▶ _Supplied data_:

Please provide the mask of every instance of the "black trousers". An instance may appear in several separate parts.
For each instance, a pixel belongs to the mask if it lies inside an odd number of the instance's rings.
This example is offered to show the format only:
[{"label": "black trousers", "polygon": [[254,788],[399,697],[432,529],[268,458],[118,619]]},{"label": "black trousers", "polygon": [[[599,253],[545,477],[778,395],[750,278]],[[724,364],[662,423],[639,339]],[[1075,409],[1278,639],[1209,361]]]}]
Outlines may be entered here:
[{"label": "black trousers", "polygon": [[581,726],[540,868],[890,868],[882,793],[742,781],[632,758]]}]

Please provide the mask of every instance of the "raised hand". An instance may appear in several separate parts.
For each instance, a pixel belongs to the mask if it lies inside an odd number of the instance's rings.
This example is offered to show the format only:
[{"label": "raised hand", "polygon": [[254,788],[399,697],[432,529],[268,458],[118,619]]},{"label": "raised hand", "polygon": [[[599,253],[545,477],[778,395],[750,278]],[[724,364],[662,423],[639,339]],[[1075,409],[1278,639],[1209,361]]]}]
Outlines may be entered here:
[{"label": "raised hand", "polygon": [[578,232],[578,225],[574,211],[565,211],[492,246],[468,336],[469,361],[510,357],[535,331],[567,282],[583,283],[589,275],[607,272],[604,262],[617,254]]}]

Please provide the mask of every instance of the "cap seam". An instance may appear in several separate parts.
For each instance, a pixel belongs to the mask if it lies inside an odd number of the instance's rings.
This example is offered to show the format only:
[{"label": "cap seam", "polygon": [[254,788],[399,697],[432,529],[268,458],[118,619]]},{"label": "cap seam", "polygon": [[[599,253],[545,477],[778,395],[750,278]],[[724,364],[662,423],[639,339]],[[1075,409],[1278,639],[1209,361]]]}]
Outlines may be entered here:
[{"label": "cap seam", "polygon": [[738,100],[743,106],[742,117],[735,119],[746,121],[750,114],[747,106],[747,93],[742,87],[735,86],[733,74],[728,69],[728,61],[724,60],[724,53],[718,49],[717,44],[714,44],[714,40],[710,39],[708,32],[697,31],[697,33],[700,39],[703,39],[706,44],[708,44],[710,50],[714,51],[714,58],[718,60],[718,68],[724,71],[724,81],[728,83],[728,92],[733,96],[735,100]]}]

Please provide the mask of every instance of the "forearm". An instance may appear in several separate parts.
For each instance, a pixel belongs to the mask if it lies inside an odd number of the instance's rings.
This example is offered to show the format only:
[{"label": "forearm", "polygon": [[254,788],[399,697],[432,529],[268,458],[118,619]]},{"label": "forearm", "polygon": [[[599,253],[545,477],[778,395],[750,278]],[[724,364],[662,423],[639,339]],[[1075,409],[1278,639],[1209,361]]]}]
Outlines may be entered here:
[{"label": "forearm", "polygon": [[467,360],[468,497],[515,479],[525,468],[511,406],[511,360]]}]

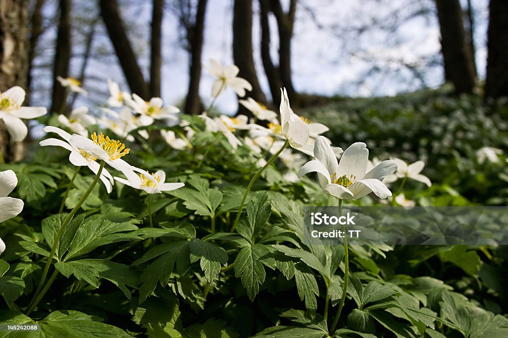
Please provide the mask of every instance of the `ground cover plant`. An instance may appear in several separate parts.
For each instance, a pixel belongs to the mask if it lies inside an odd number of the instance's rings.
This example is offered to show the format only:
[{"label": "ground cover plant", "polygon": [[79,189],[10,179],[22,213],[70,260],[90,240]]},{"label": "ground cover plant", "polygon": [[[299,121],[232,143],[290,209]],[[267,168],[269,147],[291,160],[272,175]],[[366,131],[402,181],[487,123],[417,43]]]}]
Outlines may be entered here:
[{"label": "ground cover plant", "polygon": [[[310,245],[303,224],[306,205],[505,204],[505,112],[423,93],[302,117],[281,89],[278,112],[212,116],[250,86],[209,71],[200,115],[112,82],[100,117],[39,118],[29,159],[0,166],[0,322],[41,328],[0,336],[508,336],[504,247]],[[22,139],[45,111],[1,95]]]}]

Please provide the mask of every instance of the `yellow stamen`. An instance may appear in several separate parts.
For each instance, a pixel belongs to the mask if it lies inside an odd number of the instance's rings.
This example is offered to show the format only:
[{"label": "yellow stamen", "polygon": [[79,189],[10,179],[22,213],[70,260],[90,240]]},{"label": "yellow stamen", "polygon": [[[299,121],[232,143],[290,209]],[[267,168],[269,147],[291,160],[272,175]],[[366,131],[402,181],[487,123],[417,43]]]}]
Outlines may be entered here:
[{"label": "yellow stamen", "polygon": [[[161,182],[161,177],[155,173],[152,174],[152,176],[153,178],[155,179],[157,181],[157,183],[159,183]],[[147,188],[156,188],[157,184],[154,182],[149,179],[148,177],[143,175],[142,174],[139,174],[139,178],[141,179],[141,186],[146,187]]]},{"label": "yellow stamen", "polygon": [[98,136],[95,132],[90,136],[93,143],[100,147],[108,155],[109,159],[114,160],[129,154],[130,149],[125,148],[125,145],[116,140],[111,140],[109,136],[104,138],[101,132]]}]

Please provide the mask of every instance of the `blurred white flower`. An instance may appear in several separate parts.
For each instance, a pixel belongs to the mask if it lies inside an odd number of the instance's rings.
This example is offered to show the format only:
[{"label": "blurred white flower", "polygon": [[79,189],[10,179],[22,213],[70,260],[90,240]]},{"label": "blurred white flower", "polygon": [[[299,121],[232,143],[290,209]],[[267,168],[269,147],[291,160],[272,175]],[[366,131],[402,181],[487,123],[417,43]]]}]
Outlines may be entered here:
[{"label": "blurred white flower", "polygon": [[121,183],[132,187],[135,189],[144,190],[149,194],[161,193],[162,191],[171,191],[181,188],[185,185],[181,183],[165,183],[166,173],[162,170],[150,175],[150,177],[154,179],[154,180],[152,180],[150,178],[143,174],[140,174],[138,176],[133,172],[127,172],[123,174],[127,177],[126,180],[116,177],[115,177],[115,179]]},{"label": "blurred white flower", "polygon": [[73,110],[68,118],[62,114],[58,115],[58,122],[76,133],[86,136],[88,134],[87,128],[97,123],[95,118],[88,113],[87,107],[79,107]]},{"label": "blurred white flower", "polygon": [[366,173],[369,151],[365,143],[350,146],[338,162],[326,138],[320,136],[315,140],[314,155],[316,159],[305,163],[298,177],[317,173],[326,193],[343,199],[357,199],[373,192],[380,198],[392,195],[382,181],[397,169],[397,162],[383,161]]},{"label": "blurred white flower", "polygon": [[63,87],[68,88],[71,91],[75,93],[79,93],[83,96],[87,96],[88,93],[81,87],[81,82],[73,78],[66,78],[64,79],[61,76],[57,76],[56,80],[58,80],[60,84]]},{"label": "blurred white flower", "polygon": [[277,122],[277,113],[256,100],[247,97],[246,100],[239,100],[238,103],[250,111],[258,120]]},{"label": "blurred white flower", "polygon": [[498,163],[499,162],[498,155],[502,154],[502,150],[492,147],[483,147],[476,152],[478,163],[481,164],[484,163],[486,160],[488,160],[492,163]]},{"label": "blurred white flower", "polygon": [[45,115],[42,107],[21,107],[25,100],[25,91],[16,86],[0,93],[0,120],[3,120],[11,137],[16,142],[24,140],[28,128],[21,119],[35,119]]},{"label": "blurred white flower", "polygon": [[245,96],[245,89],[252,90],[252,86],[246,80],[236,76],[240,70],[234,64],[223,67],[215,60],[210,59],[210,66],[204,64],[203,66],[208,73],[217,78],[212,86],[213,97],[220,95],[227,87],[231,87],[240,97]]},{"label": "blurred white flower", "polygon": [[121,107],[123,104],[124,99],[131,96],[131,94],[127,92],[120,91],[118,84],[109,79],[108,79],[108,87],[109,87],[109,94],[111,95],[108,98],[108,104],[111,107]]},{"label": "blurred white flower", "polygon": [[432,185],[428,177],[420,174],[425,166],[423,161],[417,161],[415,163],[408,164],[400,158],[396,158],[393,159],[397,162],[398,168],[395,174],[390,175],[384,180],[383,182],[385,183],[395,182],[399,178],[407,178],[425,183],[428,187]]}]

▶ _Instructions for the task_: Write the material out again exactly as it appears, dropping the pictures.

▶ _Exercise solution_:
Please provide the mask of every instance of the "black trousers". An instance may appear in several separate parts.
For each instance, a pixel belongs to the mask if it lies inside an odd number of the instance's rings.
This example is offered to show the format only:
[{"label": "black trousers", "polygon": [[254,788],[399,697],[432,529],[268,458],[118,619]]},{"label": "black trousers", "polygon": [[[599,253],[545,477],[778,395],[750,278]],[[724,364],[662,423],[639,339]],[[1075,409],[1278,639],[1209,361]]]}]
Outlines may be entered here:
[{"label": "black trousers", "polygon": [[581,726],[540,868],[890,868],[882,793],[742,781],[632,758]]}]

Please provide the mask of every instance of the "raised hand". An instance may appear in several separate parts.
For each instance, a pixel belongs to the mask if it lies inside an odd number of the instance's rings.
This example is offered to show the format only:
[{"label": "raised hand", "polygon": [[254,788],[399,697],[432,529],[268,458],[118,619]]},{"label": "raised hand", "polygon": [[[599,253],[545,477],[778,395],[750,278]],[[724,364],[662,423],[639,339]],[[1075,409],[1278,639],[1209,361]]]}]
Outlines may be entered here:
[{"label": "raised hand", "polygon": [[578,232],[578,225],[574,211],[565,211],[492,246],[468,336],[469,361],[510,357],[535,331],[567,282],[583,283],[589,275],[607,272],[604,262],[617,254]]}]

Please provide the mask of every instance of the "cap seam". An instance may appear in several separate parts.
For each instance, a pixel belongs to the mask if it lies inside an odd number of the instance's rings.
This example is offered to show the format only:
[{"label": "cap seam", "polygon": [[254,788],[399,697],[432,529],[268,458],[118,619]]},{"label": "cap seam", "polygon": [[[599,253],[545,477],[778,395],[750,278]],[[724,364],[662,423],[639,339]],[[1075,409],[1278,639],[1209,361]]]}]
Outlines may be entered here:
[{"label": "cap seam", "polygon": [[738,100],[743,106],[742,117],[735,119],[746,121],[750,114],[747,106],[747,93],[742,87],[735,86],[733,74],[728,69],[728,61],[724,60],[724,53],[718,49],[717,44],[714,44],[714,40],[710,39],[708,32],[697,31],[697,33],[700,39],[703,39],[706,44],[708,44],[710,50],[714,51],[714,58],[718,60],[718,68],[724,71],[724,81],[728,83],[728,92],[733,96],[735,100]]}]

Please provide the mask of every instance of the "forearm". An instance may appear in several separate parts.
For each instance, a pixel belongs to the mask if it lies inside an odd number of the instance's rings.
This example is offered to show the format only:
[{"label": "forearm", "polygon": [[254,788],[399,697],[432,529],[268,458],[118,619]]},{"label": "forearm", "polygon": [[[599,253],[545,477],[778,395],[750,278]],[[724,364],[662,423],[639,339]],[[1075,409],[1278,639],[1209,361]]]}]
Outlines may be entered here:
[{"label": "forearm", "polygon": [[467,360],[468,497],[515,479],[525,468],[511,406],[511,360]]}]

Please provide the mask of every instance of the `ground cover plant`. An instance may appear in several separate parts.
For each instance, a pixel belongs to the mask if it lies inside an odd number of the instance's rings.
This example is offered to show the format only:
[{"label": "ground cover plant", "polygon": [[79,189],[10,179],[22,213],[70,260],[90,240]]},{"label": "ground cover plant", "polygon": [[[299,121],[232,143],[290,209]],[[267,168],[269,147],[291,160],[272,175]],[[366,131],[402,181],[487,123],[417,43]]]}]
Outlines may be entered here:
[{"label": "ground cover plant", "polygon": [[[310,245],[303,224],[306,205],[505,204],[505,112],[423,93],[302,117],[281,89],[278,112],[212,116],[250,86],[209,71],[200,115],[112,82],[100,117],[39,118],[29,159],[0,166],[0,322],[41,328],[0,336],[508,336],[504,247]],[[22,139],[45,111],[1,95]]]}]

Please provide the mask of every instance of the `yellow stamen`. An instance may appear in several separate parts.
For each instance, a pixel belongs to the mask if it lies inside an odd number of the instance's rings.
This example is offered to show the format only:
[{"label": "yellow stamen", "polygon": [[79,189],[10,179],[22,213],[70,260],[90,240]]},{"label": "yellow stamen", "polygon": [[[299,121],[232,143],[290,209]],[[267,168],[269,147],[291,160],[272,175]],[[366,131],[402,181],[487,123],[417,43]]]}]
Outlines may be entered here:
[{"label": "yellow stamen", "polygon": [[[161,182],[161,177],[155,173],[152,174],[152,176],[153,178],[155,179],[157,181],[157,183],[159,183]],[[147,188],[156,188],[157,184],[154,182],[149,179],[148,177],[143,175],[142,174],[139,174],[139,178],[141,179],[141,186],[146,187]]]},{"label": "yellow stamen", "polygon": [[98,136],[95,132],[90,136],[93,143],[100,147],[108,155],[109,159],[114,160],[129,154],[130,149],[125,148],[125,145],[116,140],[111,140],[109,136],[104,138],[101,132]]}]

Please provide the mask of every instance of the `blurred white flower`. An instance may appear in several separate parts.
For each instance, a pixel belongs to the mask if it lies inside an odd number of the instance's rings.
This example is offered to show the format only:
[{"label": "blurred white flower", "polygon": [[79,189],[10,179],[22,213],[70,260],[90,240]]},{"label": "blurred white flower", "polygon": [[[299,121],[232,143],[290,209]],[[267,168],[269,147],[291,160],[272,175]],[[366,131],[402,181],[487,123],[417,43]]]}]
Outlines may be entered here:
[{"label": "blurred white flower", "polygon": [[121,183],[132,187],[135,189],[144,190],[149,194],[161,193],[162,191],[171,191],[181,188],[185,185],[181,183],[165,183],[166,173],[162,170],[150,175],[150,177],[154,179],[154,180],[152,180],[150,178],[143,174],[140,174],[138,176],[133,172],[127,172],[123,174],[127,177],[126,180],[116,177],[115,177],[115,179]]},{"label": "blurred white flower", "polygon": [[73,110],[68,118],[62,114],[58,115],[58,122],[76,133],[86,136],[88,134],[87,128],[97,123],[95,118],[88,113],[87,107],[79,107]]},{"label": "blurred white flower", "polygon": [[366,173],[369,151],[365,143],[350,146],[338,162],[326,138],[320,136],[315,140],[314,155],[316,159],[305,163],[298,177],[317,173],[326,193],[343,199],[357,199],[373,192],[380,198],[392,195],[382,181],[397,169],[397,162],[383,161]]},{"label": "blurred white flower", "polygon": [[63,87],[68,88],[71,91],[75,93],[79,93],[83,96],[87,96],[88,93],[81,87],[81,82],[73,78],[66,78],[64,79],[61,76],[57,76],[56,80],[58,80],[60,84]]},{"label": "blurred white flower", "polygon": [[277,122],[277,113],[256,100],[247,97],[246,100],[239,100],[238,103],[250,111],[258,120]]},{"label": "blurred white flower", "polygon": [[498,163],[499,162],[498,155],[502,154],[502,150],[492,147],[483,147],[476,152],[478,163],[481,164],[484,163],[486,160],[488,160],[492,163]]},{"label": "blurred white flower", "polygon": [[45,115],[42,107],[21,107],[25,100],[25,91],[16,86],[0,93],[0,120],[3,120],[11,137],[16,142],[24,140],[28,128],[21,119],[35,119]]},{"label": "blurred white flower", "polygon": [[245,96],[245,89],[252,90],[252,86],[246,80],[236,76],[240,70],[234,64],[223,67],[215,60],[210,59],[210,66],[204,64],[203,66],[208,73],[217,78],[212,86],[213,97],[220,95],[227,87],[231,87],[240,97]]},{"label": "blurred white flower", "polygon": [[121,107],[123,104],[124,99],[131,96],[131,94],[127,92],[120,91],[118,84],[109,79],[108,79],[108,87],[109,87],[109,94],[111,95],[108,98],[108,104],[111,107]]},{"label": "blurred white flower", "polygon": [[432,185],[428,177],[420,174],[425,166],[423,161],[417,161],[415,163],[408,164],[400,158],[396,158],[393,159],[397,162],[398,168],[395,174],[390,175],[384,180],[383,182],[385,183],[395,182],[399,178],[407,178],[425,183],[428,187]]}]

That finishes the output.